▸ **WORK INSTRUCTION**: Pull every line containing the word "wheel" from the records.

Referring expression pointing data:
[Start of Attachment]

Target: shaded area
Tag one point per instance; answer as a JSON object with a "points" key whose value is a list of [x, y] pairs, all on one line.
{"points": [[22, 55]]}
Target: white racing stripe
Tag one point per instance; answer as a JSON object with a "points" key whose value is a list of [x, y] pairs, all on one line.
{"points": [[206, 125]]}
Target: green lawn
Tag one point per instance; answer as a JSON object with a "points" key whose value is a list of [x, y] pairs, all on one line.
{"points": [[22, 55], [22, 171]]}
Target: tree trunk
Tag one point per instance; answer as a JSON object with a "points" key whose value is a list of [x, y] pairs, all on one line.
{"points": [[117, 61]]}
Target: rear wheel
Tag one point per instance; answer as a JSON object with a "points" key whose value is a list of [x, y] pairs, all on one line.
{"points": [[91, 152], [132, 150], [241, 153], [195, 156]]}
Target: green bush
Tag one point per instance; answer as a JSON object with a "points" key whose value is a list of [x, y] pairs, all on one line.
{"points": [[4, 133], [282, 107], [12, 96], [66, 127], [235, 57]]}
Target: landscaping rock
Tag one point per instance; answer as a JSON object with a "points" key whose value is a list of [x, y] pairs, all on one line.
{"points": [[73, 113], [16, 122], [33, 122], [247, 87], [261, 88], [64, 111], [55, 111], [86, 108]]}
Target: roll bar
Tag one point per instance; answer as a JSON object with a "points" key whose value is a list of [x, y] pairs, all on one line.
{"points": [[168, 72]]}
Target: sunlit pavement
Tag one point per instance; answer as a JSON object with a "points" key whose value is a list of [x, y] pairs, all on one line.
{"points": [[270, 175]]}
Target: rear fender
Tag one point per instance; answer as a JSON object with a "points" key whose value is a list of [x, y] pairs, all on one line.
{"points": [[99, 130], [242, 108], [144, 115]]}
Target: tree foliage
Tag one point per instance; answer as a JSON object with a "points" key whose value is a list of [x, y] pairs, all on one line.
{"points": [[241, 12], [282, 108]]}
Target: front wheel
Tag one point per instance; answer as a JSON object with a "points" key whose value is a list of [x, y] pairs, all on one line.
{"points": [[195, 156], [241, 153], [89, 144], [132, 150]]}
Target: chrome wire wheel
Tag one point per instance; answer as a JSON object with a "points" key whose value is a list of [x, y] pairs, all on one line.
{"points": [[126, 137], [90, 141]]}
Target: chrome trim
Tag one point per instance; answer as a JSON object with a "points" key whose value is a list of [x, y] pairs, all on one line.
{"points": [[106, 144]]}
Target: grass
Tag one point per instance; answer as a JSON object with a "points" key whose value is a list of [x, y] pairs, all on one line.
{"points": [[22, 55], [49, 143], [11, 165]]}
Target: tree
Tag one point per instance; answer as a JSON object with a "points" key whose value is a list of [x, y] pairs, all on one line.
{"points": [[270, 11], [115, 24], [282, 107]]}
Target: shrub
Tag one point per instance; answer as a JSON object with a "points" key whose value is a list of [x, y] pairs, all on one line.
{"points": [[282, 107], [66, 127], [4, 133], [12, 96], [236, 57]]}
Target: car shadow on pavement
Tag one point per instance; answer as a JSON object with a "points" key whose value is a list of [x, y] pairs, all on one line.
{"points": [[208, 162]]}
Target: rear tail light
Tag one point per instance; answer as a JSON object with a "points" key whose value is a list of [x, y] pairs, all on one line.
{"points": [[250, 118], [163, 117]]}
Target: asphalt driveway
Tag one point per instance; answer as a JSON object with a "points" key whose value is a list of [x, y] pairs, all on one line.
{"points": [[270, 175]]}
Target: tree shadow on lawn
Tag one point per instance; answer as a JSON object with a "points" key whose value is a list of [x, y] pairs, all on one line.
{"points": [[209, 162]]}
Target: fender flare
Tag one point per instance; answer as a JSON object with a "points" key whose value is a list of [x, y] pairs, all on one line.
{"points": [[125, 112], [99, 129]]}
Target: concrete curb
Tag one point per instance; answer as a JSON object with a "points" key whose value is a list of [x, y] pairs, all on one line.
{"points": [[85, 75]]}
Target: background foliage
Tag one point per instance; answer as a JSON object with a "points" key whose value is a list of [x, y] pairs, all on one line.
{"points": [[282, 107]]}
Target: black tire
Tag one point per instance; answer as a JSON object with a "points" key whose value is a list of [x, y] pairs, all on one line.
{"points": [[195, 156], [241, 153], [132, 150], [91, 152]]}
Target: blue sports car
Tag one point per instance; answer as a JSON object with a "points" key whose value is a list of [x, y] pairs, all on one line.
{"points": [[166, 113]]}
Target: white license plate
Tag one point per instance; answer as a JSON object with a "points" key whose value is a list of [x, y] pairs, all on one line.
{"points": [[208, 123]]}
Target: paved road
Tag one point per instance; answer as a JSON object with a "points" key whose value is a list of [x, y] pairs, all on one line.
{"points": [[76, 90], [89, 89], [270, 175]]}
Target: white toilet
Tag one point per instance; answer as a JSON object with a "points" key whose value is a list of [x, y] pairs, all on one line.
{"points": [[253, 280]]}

[End of Attachment]

▸ **YOUR SOLUTION**:
Target: rear wheel
Target: front wheel
Target: chrome wire wheel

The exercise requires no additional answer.